• _RECORDS SUPPLIED_:
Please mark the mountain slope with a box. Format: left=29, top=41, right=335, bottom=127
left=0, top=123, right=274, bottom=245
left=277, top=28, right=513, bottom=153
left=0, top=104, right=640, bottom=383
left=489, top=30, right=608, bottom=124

• _WORK TO BE COMPLETED_:
Copy the lines above word for word, keeping every character and number unchanged.

• _SOLUTION TO THE EXERCISE_:
Please mark the mountain slope with a box. Format: left=29, top=41, right=335, bottom=127
left=0, top=123, right=274, bottom=245
left=277, top=28, right=513, bottom=153
left=0, top=104, right=640, bottom=383
left=489, top=30, right=608, bottom=124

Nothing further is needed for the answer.